* _SET TASK_:
Copy out the lines below word for word, starting at the line that contains "the white van" and ending at the line that contains "<point>50,48</point>", with both of those lines included.

(Image location labeling rows)
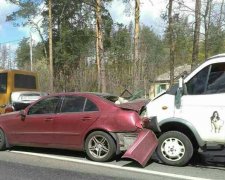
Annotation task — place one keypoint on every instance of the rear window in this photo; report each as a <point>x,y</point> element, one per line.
<point>24,81</point>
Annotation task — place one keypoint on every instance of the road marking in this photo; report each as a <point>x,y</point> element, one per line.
<point>158,173</point>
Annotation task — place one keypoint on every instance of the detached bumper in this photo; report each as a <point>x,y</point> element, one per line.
<point>143,147</point>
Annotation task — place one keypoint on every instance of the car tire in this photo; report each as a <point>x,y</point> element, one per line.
<point>174,148</point>
<point>100,146</point>
<point>2,140</point>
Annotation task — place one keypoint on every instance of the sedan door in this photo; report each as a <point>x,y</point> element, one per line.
<point>37,127</point>
<point>76,116</point>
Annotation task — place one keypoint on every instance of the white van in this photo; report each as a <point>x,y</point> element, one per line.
<point>191,115</point>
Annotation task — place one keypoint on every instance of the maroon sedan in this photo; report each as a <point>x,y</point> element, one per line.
<point>79,121</point>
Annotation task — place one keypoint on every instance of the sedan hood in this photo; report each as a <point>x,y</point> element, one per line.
<point>143,147</point>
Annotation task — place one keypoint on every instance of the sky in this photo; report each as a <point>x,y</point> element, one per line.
<point>150,16</point>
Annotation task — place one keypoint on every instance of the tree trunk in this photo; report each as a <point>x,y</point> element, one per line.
<point>195,51</point>
<point>171,42</point>
<point>100,45</point>
<point>136,69</point>
<point>50,48</point>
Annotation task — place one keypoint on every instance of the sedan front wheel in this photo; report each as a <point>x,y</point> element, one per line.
<point>174,148</point>
<point>100,146</point>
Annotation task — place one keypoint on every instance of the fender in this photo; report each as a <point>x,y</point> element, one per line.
<point>187,124</point>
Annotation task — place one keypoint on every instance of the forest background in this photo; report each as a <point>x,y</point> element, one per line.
<point>91,52</point>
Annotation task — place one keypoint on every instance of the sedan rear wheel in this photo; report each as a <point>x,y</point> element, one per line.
<point>2,140</point>
<point>100,146</point>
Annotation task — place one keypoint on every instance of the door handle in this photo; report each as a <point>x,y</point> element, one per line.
<point>48,119</point>
<point>86,118</point>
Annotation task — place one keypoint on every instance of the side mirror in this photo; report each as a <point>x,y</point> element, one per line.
<point>22,115</point>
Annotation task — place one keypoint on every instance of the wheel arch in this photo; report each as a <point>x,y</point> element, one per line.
<point>103,130</point>
<point>184,126</point>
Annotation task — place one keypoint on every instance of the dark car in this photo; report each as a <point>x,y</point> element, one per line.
<point>79,121</point>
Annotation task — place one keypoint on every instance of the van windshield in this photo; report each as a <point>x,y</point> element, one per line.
<point>24,81</point>
<point>3,82</point>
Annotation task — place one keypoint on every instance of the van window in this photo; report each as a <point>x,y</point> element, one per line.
<point>216,82</point>
<point>197,84</point>
<point>24,81</point>
<point>3,82</point>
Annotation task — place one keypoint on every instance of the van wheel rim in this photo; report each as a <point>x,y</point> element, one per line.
<point>173,149</point>
<point>98,146</point>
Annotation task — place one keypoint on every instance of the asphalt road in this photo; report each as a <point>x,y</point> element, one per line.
<point>35,163</point>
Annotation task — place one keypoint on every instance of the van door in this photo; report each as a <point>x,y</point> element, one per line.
<point>204,103</point>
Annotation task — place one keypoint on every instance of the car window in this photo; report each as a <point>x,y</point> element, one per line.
<point>197,84</point>
<point>45,106</point>
<point>90,106</point>
<point>216,82</point>
<point>73,104</point>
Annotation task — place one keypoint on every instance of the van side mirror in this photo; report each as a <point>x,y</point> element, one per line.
<point>22,115</point>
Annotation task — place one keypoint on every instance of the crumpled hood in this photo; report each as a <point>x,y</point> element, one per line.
<point>135,105</point>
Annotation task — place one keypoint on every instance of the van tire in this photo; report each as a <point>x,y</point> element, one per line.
<point>174,148</point>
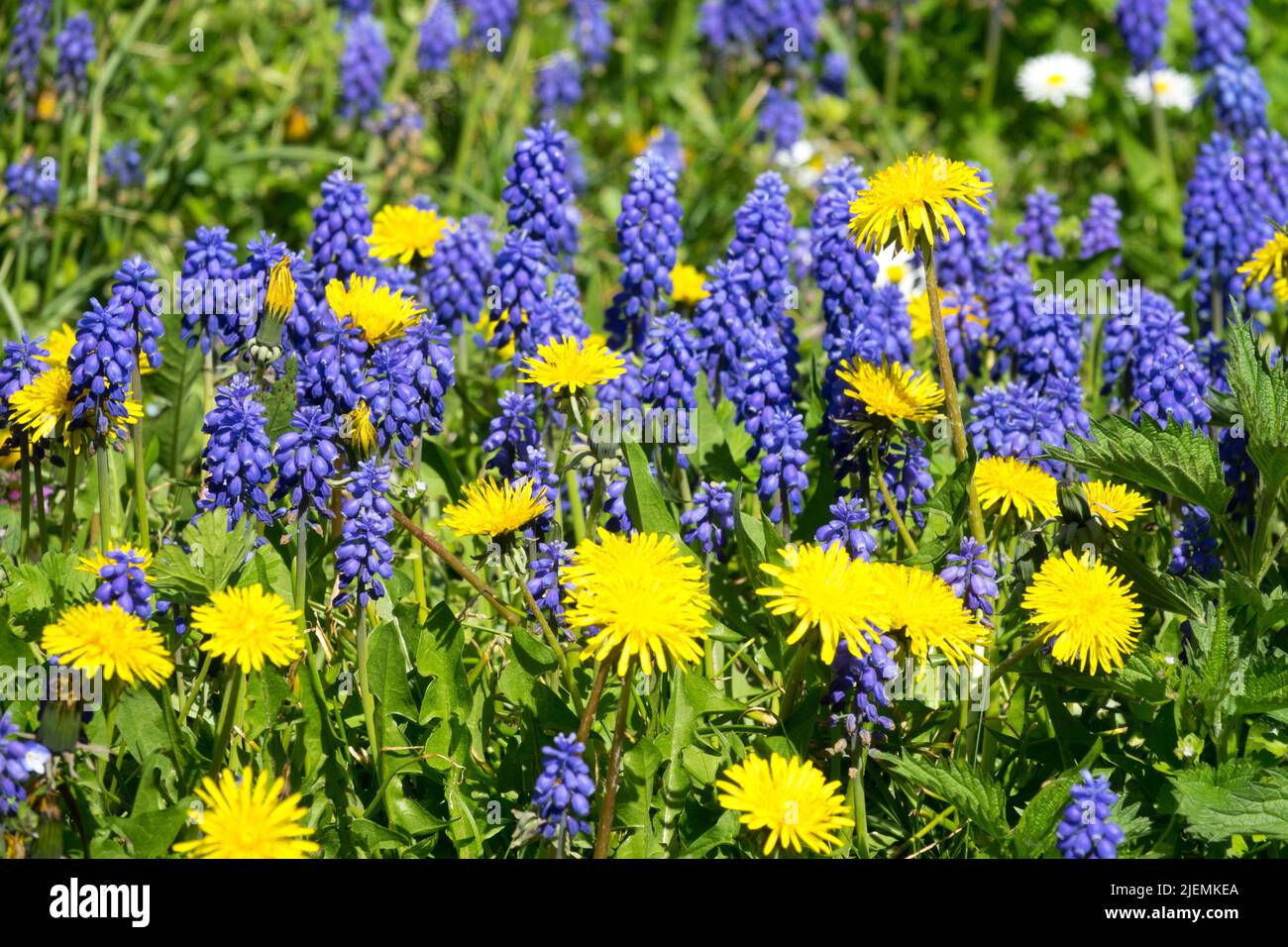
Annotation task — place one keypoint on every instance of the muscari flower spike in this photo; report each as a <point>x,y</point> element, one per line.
<point>562,792</point>
<point>364,561</point>
<point>237,460</point>
<point>1087,830</point>
<point>305,458</point>
<point>648,240</point>
<point>711,518</point>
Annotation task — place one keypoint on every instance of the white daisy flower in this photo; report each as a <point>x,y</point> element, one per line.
<point>1055,77</point>
<point>1173,89</point>
<point>902,269</point>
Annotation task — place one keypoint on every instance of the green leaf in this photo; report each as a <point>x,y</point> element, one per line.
<point>1035,830</point>
<point>944,512</point>
<point>176,384</point>
<point>1233,800</point>
<point>644,499</point>
<point>215,554</point>
<point>268,570</point>
<point>1261,393</point>
<point>977,796</point>
<point>279,402</point>
<point>1158,589</point>
<point>150,834</point>
<point>1176,460</point>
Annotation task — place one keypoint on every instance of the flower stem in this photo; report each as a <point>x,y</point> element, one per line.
<point>464,571</point>
<point>25,495</point>
<point>104,510</point>
<point>951,401</point>
<point>369,699</point>
<point>227,714</point>
<point>69,500</point>
<point>141,474</point>
<point>40,505</point>
<point>603,836</point>
<point>553,641</point>
<point>890,504</point>
<point>596,690</point>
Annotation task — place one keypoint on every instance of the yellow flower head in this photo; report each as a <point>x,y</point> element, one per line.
<point>249,626</point>
<point>59,346</point>
<point>93,635</point>
<point>790,797</point>
<point>642,594</point>
<point>1012,482</point>
<point>1115,504</point>
<point>378,312</point>
<point>1087,608</point>
<point>923,608</point>
<point>93,565</point>
<point>357,428</point>
<point>892,390</point>
<point>911,198</point>
<point>404,231</point>
<point>820,587</point>
<point>43,405</point>
<point>296,124</point>
<point>571,365</point>
<point>494,509</point>
<point>249,818</point>
<point>1270,262</point>
<point>279,296</point>
<point>688,283</point>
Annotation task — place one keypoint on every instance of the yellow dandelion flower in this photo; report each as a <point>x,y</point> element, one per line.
<point>249,818</point>
<point>43,405</point>
<point>47,106</point>
<point>1113,502</point>
<point>250,626</point>
<point>1087,608</point>
<point>359,429</point>
<point>59,346</point>
<point>790,797</point>
<point>296,124</point>
<point>1012,482</point>
<point>923,608</point>
<point>279,295</point>
<point>892,390</point>
<point>403,232</point>
<point>688,283</point>
<point>571,365</point>
<point>9,455</point>
<point>643,594</point>
<point>1270,262</point>
<point>912,198</point>
<point>820,589</point>
<point>94,637</point>
<point>378,312</point>
<point>494,509</point>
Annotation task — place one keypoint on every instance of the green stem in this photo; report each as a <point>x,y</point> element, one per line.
<point>464,571</point>
<point>69,500</point>
<point>104,510</point>
<point>890,504</point>
<point>141,474</point>
<point>553,641</point>
<point>227,714</point>
<point>25,495</point>
<point>603,836</point>
<point>369,699</point>
<point>40,505</point>
<point>858,800</point>
<point>949,382</point>
<point>992,53</point>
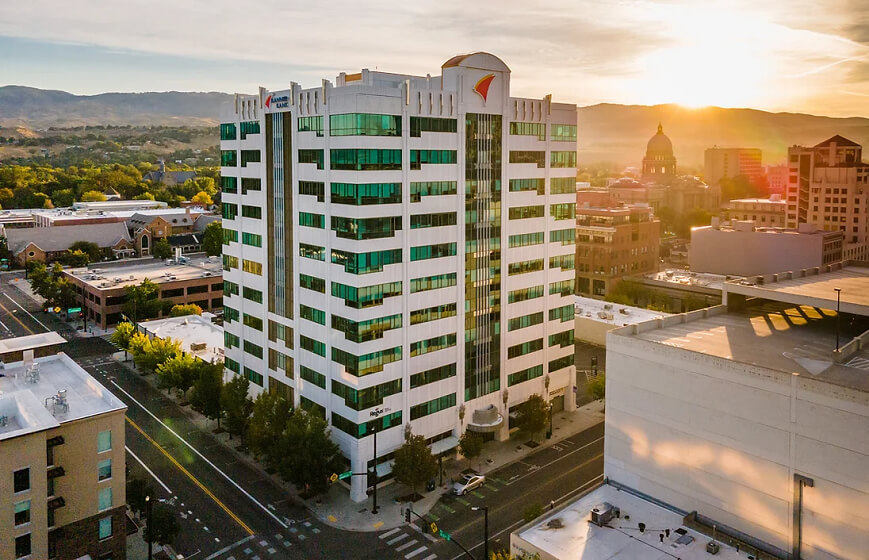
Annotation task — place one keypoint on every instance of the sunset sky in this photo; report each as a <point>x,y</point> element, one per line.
<point>792,55</point>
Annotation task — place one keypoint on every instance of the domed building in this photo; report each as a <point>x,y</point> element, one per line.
<point>659,165</point>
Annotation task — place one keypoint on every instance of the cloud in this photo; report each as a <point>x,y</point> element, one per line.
<point>774,55</point>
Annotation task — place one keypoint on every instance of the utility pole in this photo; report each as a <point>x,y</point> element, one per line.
<point>149,526</point>
<point>838,315</point>
<point>374,509</point>
<point>485,529</point>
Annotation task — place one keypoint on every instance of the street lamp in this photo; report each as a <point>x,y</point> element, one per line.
<point>149,527</point>
<point>485,529</point>
<point>838,321</point>
<point>374,509</point>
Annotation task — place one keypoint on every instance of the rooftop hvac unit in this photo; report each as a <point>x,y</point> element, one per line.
<point>604,513</point>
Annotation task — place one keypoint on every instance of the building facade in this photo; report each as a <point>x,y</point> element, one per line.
<point>764,212</point>
<point>613,241</point>
<point>727,163</point>
<point>62,462</point>
<point>743,249</point>
<point>400,252</point>
<point>827,187</point>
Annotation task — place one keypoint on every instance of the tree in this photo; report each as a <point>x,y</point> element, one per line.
<point>162,249</point>
<point>143,301</point>
<point>93,196</point>
<point>181,310</point>
<point>414,464</point>
<point>532,415</point>
<point>596,388</point>
<point>179,372</point>
<point>471,446</point>
<point>92,250</point>
<point>206,397</point>
<point>212,239</point>
<point>137,489</point>
<point>202,198</point>
<point>306,454</point>
<point>162,527</point>
<point>271,413</point>
<point>237,405</point>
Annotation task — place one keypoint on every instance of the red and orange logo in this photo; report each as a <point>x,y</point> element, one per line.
<point>482,86</point>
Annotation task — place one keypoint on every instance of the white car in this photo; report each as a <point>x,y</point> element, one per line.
<point>468,482</point>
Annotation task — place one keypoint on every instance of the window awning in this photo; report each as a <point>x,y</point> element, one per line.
<point>443,445</point>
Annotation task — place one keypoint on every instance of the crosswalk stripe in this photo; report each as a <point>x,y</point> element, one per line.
<point>405,546</point>
<point>388,534</point>
<point>419,550</point>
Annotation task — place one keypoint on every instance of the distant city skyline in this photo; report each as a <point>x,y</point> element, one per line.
<point>775,56</point>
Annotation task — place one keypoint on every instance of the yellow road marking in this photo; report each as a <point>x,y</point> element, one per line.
<point>190,476</point>
<point>17,320</point>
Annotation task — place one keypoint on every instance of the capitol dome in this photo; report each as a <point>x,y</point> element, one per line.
<point>659,165</point>
<point>659,144</point>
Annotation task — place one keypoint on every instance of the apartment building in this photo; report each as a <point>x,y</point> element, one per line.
<point>727,163</point>
<point>62,485</point>
<point>612,241</point>
<point>399,252</point>
<point>764,212</point>
<point>828,185</point>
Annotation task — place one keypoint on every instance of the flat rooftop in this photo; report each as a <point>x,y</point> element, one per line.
<point>797,340</point>
<point>27,392</point>
<point>191,330</point>
<point>109,276</point>
<point>599,311</point>
<point>817,287</point>
<point>568,534</point>
<point>30,342</point>
<point>685,278</point>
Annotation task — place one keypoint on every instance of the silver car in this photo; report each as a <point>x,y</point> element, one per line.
<point>468,482</point>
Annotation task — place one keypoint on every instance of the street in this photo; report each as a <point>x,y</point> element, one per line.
<point>230,510</point>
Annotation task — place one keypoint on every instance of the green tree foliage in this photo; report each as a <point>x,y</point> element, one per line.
<point>596,388</point>
<point>162,249</point>
<point>162,528</point>
<point>143,301</point>
<point>137,489</point>
<point>414,464</point>
<point>179,372</point>
<point>92,250</point>
<point>212,239</point>
<point>532,415</point>
<point>471,446</point>
<point>51,285</point>
<point>237,406</point>
<point>202,198</point>
<point>307,455</point>
<point>207,390</point>
<point>271,413</point>
<point>181,310</point>
<point>93,196</point>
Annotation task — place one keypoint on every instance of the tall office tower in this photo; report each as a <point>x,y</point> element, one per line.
<point>828,185</point>
<point>400,251</point>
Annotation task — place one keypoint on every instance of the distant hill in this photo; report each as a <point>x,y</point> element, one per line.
<point>619,133</point>
<point>39,108</point>
<point>607,132</point>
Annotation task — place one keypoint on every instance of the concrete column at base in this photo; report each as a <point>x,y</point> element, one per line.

* _ANSWER IN FULL_:
Annotation task — place one keypoint on every instance of the white van in this photo; report each as a <point>x,y</point> element, one per line.
<point>191,115</point>
Annotation task — place one keypoint on every instance of the maroon sedan in this photo; report each as a <point>x,y</point> element, one per line.
<point>79,121</point>
Annotation task — place one keypoint on every instance of the sedan hood in this photo; report each as a <point>x,y</point> element, one per line.
<point>143,147</point>
Annotation task — place one keypoint on every instance of the sky in this photo; report each as a <point>x,y</point> element, one per line.
<point>150,16</point>
Annotation task — place one keypoint on every instance of the tree trunk in this photo; report each as a <point>x,y</point> element, one per line.
<point>195,51</point>
<point>171,42</point>
<point>100,45</point>
<point>136,69</point>
<point>50,48</point>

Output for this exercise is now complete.